-- WHAT IS NEEDED --
Would you copy out exactly the lines of the listing below, beginning with the one that contains "Request: shirt button" and ending with the last?

-- RECORD EXTRACTS --
┏━━
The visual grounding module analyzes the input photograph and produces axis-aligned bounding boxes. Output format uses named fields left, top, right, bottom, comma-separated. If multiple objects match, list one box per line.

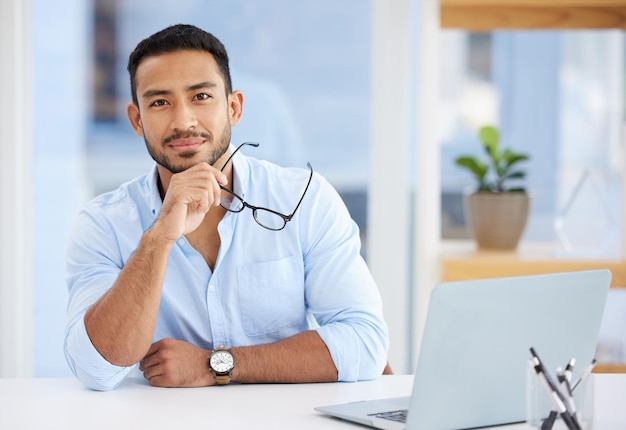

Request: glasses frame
left=219, top=142, right=314, bottom=231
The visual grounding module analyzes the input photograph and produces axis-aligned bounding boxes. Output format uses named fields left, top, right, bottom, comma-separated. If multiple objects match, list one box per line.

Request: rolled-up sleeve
left=302, top=176, right=389, bottom=381
left=64, top=207, right=135, bottom=391
left=64, top=315, right=133, bottom=391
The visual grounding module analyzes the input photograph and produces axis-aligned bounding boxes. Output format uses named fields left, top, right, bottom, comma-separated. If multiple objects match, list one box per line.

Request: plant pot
left=464, top=191, right=530, bottom=250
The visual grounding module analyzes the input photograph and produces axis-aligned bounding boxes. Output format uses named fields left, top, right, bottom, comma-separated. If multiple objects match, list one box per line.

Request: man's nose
left=170, top=103, right=198, bottom=131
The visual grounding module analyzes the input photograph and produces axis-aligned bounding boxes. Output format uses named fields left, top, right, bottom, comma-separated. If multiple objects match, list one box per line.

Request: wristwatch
left=208, top=346, right=235, bottom=385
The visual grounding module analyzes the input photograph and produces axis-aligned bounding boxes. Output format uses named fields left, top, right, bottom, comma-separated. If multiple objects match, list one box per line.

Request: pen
left=556, top=366, right=578, bottom=423
left=529, top=348, right=582, bottom=430
left=541, top=410, right=558, bottom=430
left=564, top=358, right=576, bottom=383
left=571, top=358, right=596, bottom=393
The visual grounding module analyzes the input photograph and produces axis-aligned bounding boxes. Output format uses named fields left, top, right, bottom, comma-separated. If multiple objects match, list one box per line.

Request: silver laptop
left=315, top=270, right=611, bottom=430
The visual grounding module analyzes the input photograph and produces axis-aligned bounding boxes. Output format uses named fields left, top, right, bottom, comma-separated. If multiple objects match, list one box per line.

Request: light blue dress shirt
left=65, top=147, right=389, bottom=391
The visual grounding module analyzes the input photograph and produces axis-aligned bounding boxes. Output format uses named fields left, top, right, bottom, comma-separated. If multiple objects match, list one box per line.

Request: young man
left=64, top=24, right=389, bottom=391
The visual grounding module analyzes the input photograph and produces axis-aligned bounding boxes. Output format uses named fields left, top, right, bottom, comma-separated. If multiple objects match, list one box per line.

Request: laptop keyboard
left=368, top=409, right=408, bottom=423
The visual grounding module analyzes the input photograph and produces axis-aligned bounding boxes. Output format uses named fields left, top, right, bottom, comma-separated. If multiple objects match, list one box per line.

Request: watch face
left=210, top=350, right=234, bottom=373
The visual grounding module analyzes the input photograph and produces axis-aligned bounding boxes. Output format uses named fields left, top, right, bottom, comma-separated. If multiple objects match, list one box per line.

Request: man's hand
left=139, top=338, right=214, bottom=387
left=154, top=163, right=228, bottom=242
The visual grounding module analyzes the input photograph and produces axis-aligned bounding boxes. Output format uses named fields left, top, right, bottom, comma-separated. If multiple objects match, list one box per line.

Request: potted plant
left=454, top=125, right=530, bottom=250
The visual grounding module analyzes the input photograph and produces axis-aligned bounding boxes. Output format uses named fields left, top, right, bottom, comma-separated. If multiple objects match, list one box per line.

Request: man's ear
left=229, top=90, right=244, bottom=126
left=126, top=102, right=144, bottom=137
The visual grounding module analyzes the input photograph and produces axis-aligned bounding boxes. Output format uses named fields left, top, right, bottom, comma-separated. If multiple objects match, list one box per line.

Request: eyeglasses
left=219, top=142, right=314, bottom=231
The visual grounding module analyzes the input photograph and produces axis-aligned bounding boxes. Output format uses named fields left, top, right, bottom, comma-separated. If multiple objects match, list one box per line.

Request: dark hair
left=127, top=24, right=232, bottom=105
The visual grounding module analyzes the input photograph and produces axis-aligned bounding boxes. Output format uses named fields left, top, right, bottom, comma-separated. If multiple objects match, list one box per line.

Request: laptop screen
left=407, top=270, right=610, bottom=429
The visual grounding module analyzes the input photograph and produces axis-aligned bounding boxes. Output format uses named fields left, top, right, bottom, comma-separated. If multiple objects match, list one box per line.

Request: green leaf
left=455, top=156, right=488, bottom=181
left=502, top=150, right=529, bottom=167
left=503, top=171, right=526, bottom=180
left=479, top=126, right=500, bottom=157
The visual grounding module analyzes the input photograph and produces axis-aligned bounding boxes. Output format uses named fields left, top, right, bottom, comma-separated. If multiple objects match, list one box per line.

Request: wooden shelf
left=593, top=363, right=626, bottom=373
left=441, top=241, right=626, bottom=288
left=441, top=0, right=626, bottom=30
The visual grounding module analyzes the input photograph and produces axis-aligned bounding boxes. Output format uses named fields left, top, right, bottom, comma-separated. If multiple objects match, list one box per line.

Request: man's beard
left=145, top=124, right=231, bottom=174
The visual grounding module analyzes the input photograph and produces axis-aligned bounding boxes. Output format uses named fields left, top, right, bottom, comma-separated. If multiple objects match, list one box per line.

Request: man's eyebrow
left=142, top=89, right=170, bottom=99
left=141, top=82, right=217, bottom=100
left=188, top=81, right=217, bottom=91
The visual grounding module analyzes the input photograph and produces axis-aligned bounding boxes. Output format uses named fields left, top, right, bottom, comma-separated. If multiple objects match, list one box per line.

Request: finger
left=213, top=183, right=224, bottom=207
left=139, top=355, right=158, bottom=372
left=146, top=340, right=162, bottom=356
left=197, top=171, right=227, bottom=208
left=145, top=374, right=173, bottom=388
left=215, top=170, right=228, bottom=186
left=185, top=197, right=207, bottom=215
left=197, top=160, right=228, bottom=185
left=142, top=364, right=164, bottom=383
left=194, top=164, right=228, bottom=205
left=139, top=342, right=162, bottom=371
left=173, top=183, right=210, bottom=214
left=139, top=355, right=153, bottom=372
left=190, top=175, right=221, bottom=208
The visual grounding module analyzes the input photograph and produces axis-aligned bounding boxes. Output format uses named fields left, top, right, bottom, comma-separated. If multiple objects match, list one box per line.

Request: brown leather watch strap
left=215, top=374, right=231, bottom=385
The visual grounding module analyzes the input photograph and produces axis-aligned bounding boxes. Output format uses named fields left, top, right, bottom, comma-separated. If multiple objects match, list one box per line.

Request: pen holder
left=526, top=365, right=593, bottom=430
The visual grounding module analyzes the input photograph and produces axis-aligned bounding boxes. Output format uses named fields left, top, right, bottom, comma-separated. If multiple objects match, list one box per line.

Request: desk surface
left=1, top=374, right=625, bottom=429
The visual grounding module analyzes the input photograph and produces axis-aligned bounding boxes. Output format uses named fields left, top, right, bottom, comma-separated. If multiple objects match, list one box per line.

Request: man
left=65, top=24, right=389, bottom=391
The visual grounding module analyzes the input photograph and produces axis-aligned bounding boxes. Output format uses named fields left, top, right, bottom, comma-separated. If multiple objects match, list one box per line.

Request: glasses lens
left=220, top=189, right=245, bottom=212
left=253, top=208, right=286, bottom=231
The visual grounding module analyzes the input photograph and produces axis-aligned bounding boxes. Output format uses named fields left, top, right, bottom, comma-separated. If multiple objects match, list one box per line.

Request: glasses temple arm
left=286, top=162, right=314, bottom=220
left=220, top=141, right=260, bottom=172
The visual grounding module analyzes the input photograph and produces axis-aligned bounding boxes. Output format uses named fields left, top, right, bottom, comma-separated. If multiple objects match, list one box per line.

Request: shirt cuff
left=317, top=323, right=386, bottom=382
left=65, top=317, right=134, bottom=391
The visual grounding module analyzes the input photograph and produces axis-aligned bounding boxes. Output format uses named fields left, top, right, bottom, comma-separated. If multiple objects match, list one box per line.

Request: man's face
left=127, top=49, right=242, bottom=173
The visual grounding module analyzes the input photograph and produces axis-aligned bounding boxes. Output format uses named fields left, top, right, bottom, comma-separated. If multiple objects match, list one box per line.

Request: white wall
left=0, top=0, right=34, bottom=377
left=368, top=0, right=440, bottom=373
left=368, top=0, right=413, bottom=375
left=411, top=0, right=441, bottom=370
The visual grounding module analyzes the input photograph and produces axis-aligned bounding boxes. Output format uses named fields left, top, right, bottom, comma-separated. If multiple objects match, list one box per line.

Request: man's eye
left=150, top=99, right=168, bottom=107
left=195, top=93, right=211, bottom=101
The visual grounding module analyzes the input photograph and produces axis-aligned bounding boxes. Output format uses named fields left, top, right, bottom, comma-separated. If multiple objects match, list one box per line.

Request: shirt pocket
left=237, top=255, right=305, bottom=337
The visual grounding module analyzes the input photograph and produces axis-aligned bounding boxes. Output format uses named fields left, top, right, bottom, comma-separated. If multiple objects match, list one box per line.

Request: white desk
left=0, top=374, right=624, bottom=429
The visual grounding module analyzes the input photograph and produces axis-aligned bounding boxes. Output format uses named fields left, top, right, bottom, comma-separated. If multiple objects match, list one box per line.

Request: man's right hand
left=153, top=162, right=228, bottom=242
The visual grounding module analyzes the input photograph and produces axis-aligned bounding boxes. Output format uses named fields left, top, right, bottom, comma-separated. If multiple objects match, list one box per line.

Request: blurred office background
left=1, top=0, right=625, bottom=377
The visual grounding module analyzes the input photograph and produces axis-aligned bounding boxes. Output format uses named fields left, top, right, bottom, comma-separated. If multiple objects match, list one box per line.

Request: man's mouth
left=167, top=138, right=204, bottom=153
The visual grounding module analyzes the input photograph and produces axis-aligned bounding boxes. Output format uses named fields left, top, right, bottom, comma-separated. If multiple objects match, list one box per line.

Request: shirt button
left=177, top=238, right=186, bottom=246
left=209, top=284, right=216, bottom=293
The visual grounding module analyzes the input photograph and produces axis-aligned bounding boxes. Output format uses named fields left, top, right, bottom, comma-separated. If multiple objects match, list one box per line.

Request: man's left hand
left=139, top=338, right=214, bottom=387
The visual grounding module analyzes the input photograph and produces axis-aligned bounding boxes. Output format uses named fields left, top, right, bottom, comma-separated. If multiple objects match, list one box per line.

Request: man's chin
left=164, top=152, right=203, bottom=173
┗━━
-- REPLY TO THE EXERCISE --
Request: shirt button
left=177, top=238, right=186, bottom=246
left=209, top=284, right=216, bottom=293
The visual grounding module analyzes the input photograph and produces axis-aligned bounding boxes. Output format uses named fields left, top, right, bottom, comma-separated. If multiple objects match, list one box per line.

Request: man's left hand
left=139, top=338, right=214, bottom=387
The visual grounding module analyzes the input photograph and produces axis-aligned bounding boxes. Output format uses named fields left, top, right, bottom, comma-separated. If multiple objects match, list one box per line.

Request: man's chin
left=164, top=152, right=203, bottom=173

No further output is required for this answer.